RECORDS Block Start

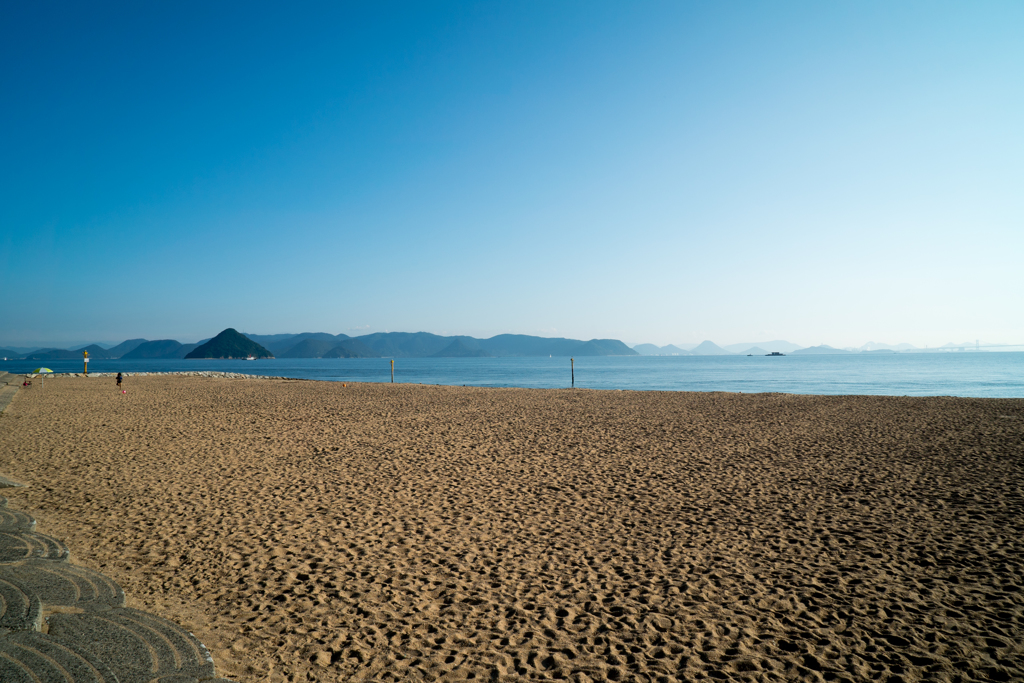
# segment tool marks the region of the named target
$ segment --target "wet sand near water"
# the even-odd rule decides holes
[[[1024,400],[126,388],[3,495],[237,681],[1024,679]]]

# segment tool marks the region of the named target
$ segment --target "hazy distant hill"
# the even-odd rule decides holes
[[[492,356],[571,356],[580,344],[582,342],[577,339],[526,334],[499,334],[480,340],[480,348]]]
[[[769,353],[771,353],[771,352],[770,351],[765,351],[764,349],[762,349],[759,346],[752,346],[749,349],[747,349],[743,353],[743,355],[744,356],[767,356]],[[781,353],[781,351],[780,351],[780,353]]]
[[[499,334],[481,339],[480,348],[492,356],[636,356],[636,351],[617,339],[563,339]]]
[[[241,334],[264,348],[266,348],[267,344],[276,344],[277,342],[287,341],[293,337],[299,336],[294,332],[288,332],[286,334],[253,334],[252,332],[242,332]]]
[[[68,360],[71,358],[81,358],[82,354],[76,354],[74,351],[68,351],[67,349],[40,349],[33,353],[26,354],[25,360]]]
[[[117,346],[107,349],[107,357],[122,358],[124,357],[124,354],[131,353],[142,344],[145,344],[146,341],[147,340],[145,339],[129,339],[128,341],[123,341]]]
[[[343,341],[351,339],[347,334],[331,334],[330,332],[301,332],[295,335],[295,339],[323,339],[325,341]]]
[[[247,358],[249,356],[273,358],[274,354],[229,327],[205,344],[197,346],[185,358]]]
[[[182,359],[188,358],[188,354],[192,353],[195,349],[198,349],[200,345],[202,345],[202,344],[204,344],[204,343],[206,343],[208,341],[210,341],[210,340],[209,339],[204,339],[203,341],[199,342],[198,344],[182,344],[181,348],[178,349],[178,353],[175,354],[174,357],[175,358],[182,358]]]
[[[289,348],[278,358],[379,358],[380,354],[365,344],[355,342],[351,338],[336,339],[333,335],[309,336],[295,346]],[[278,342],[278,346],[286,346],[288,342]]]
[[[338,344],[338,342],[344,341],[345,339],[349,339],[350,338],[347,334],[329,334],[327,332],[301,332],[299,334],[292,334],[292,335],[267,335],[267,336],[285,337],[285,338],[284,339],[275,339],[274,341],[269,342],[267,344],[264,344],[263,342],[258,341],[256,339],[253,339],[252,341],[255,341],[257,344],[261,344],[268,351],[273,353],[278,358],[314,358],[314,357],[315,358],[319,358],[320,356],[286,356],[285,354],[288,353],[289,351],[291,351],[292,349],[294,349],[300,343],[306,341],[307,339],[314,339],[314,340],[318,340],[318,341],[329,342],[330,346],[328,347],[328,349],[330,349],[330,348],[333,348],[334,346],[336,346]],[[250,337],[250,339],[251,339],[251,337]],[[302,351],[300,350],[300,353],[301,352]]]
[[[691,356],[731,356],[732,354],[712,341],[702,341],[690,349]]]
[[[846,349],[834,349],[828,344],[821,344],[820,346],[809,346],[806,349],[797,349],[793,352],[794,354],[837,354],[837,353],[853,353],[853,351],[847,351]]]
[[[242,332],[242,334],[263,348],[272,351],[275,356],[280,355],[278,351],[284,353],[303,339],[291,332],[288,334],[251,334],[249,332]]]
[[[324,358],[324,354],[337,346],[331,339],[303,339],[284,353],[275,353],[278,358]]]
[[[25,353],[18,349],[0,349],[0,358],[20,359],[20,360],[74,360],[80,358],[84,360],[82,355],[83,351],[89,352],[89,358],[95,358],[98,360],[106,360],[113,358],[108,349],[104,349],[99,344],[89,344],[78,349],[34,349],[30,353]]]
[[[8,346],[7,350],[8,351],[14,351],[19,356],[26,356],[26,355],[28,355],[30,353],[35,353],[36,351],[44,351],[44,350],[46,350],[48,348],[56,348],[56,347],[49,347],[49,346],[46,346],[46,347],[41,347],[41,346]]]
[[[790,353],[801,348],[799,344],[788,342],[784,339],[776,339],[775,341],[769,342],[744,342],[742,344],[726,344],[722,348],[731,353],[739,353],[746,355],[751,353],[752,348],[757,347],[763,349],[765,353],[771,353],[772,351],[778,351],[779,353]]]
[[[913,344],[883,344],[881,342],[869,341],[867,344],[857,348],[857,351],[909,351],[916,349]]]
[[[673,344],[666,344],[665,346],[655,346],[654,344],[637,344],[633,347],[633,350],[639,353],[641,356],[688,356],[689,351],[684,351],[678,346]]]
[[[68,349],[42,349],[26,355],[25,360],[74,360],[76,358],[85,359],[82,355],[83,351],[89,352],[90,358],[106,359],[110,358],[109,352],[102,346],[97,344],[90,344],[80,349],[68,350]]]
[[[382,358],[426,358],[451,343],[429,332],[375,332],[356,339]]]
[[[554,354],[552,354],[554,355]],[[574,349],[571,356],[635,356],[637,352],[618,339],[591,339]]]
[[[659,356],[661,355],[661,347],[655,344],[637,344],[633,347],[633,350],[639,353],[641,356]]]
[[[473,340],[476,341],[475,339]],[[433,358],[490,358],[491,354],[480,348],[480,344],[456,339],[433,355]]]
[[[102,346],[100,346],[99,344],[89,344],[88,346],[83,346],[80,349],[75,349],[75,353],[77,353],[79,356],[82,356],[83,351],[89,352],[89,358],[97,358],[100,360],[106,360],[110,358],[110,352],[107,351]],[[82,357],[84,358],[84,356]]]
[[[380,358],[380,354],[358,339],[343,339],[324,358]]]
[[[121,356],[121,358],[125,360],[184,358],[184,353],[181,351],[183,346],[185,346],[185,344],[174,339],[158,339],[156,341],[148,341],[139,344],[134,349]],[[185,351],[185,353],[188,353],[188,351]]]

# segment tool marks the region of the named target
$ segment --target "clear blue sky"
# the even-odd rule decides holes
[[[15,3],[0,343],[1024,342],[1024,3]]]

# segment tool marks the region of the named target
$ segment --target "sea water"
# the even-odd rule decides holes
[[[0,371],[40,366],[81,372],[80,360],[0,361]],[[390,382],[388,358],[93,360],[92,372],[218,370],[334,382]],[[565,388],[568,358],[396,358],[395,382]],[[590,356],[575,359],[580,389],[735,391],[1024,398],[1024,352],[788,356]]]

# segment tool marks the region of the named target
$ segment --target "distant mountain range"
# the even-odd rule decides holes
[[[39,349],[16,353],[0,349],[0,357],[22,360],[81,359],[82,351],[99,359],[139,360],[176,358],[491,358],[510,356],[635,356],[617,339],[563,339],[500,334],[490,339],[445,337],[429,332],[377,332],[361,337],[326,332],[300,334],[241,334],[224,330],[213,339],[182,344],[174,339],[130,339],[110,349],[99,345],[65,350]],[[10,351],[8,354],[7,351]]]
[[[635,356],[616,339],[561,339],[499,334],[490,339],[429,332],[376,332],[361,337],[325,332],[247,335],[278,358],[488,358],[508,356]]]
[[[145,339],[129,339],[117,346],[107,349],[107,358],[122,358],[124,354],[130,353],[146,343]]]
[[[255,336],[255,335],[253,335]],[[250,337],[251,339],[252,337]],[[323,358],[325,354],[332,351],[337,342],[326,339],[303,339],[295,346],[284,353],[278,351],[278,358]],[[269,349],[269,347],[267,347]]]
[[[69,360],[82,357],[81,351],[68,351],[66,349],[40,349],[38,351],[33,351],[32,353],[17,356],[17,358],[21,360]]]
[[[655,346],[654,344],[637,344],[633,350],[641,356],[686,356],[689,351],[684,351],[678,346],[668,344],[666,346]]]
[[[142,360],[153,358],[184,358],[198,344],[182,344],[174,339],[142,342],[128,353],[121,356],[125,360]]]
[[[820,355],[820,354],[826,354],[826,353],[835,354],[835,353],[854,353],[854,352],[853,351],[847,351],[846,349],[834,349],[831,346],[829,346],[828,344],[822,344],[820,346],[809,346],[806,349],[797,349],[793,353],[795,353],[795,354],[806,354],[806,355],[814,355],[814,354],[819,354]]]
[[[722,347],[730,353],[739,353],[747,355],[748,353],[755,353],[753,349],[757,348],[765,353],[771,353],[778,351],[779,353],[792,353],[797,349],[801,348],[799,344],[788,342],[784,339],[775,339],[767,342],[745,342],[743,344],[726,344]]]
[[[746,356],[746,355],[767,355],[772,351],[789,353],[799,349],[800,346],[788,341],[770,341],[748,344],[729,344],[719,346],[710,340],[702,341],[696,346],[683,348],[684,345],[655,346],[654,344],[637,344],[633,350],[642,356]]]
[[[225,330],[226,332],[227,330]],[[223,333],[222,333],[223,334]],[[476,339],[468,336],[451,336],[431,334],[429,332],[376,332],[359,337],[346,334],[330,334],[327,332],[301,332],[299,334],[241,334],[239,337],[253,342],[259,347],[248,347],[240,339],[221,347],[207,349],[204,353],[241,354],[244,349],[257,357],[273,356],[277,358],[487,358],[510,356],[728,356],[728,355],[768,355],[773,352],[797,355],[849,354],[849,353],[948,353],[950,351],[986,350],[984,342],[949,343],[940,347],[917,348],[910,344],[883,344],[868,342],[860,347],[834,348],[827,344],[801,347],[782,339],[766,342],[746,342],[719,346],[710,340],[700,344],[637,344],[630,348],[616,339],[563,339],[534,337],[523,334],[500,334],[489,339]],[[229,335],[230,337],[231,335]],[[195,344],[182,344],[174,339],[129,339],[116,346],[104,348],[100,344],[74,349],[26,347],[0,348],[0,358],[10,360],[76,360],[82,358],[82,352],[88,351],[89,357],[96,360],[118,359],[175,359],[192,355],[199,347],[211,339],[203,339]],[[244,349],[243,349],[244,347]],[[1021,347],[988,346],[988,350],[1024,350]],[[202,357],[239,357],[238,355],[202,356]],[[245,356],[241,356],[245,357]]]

RECORDS Block End
RECORDS Block Start

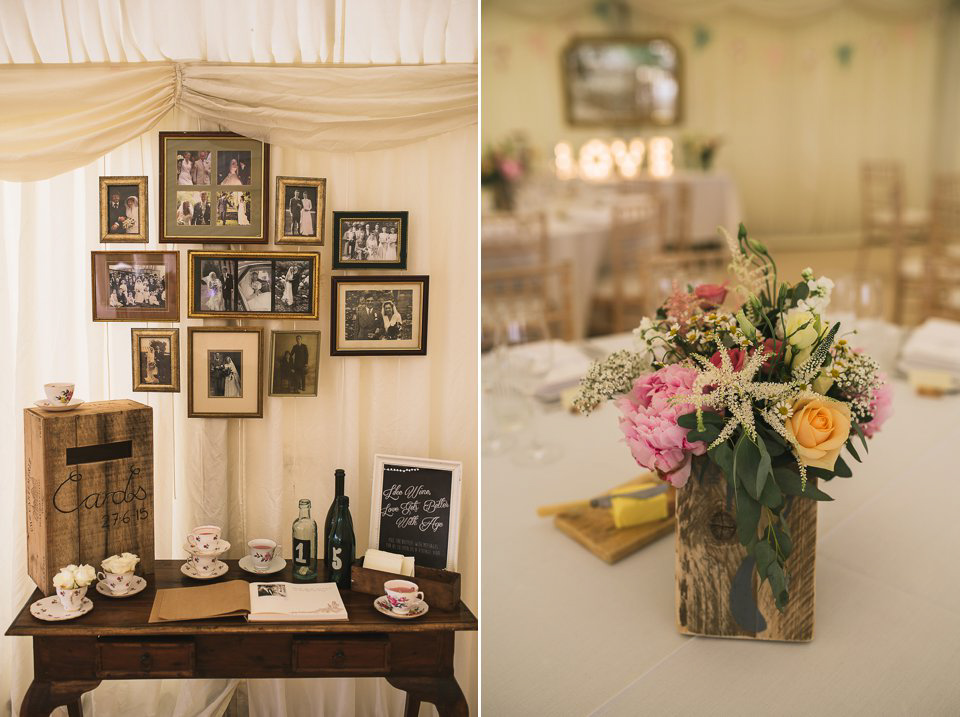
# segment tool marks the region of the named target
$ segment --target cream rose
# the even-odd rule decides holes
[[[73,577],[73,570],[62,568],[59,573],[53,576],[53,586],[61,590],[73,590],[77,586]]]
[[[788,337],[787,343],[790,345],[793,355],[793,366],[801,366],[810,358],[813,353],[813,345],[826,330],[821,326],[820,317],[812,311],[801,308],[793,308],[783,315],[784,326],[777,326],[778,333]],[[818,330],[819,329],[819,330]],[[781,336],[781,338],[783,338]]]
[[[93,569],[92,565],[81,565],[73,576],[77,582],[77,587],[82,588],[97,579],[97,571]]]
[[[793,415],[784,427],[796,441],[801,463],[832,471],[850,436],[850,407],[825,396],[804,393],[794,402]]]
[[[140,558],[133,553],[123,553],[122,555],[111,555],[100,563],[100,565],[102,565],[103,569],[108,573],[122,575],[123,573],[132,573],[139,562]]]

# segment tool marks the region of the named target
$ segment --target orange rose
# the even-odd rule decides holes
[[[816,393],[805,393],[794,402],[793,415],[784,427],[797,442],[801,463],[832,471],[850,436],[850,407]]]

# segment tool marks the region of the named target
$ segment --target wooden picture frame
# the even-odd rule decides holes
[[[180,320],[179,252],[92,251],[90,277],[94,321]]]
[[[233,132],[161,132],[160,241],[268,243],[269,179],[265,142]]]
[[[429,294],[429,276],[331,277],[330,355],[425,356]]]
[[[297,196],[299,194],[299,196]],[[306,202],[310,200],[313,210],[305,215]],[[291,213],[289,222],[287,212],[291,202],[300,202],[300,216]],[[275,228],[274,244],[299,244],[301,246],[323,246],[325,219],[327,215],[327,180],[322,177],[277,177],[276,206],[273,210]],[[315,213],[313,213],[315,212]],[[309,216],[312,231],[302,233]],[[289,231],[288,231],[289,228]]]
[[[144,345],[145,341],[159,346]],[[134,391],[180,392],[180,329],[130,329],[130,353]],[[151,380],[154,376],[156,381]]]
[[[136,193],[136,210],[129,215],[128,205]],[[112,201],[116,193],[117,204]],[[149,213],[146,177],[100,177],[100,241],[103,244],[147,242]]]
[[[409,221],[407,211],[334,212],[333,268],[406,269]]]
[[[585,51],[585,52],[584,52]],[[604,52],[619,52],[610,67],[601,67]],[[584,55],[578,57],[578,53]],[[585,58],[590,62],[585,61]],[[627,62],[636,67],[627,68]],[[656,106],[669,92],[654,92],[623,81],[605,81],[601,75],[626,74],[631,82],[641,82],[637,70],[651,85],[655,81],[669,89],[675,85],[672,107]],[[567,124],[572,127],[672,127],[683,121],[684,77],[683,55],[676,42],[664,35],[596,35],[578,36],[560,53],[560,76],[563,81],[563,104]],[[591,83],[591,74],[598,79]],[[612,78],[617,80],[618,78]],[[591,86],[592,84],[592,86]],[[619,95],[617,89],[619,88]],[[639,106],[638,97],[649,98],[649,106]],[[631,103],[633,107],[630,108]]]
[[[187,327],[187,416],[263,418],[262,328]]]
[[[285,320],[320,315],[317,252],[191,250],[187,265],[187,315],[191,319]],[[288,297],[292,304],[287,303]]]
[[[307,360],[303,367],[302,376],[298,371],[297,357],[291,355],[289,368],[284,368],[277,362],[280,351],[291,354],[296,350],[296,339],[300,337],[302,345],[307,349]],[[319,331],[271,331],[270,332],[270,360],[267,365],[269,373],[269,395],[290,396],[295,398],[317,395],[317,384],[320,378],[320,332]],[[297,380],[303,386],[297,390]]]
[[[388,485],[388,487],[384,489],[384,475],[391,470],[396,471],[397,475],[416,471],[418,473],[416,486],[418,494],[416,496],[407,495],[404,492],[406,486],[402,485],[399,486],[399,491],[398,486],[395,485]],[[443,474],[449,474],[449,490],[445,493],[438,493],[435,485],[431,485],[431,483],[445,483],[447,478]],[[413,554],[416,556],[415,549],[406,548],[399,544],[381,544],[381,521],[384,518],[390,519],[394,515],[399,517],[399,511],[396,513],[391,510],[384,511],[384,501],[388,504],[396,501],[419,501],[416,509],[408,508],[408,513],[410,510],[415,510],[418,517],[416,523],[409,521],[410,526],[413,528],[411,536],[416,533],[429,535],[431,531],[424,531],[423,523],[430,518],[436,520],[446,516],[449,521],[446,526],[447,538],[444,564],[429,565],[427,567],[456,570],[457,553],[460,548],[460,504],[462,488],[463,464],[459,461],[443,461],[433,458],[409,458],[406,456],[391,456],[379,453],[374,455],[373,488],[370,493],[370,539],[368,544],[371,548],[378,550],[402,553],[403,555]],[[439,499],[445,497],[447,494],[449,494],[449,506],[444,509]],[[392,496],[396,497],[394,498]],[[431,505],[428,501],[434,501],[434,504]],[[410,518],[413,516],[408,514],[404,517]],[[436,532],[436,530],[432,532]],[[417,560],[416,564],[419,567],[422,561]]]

RECORDS Block End

### PROMPT:
All lines of the listing that contain the word "water" should be copied out.

### RESULT:
$ segment --target "wet sand near water"
$ segment --target "sea water"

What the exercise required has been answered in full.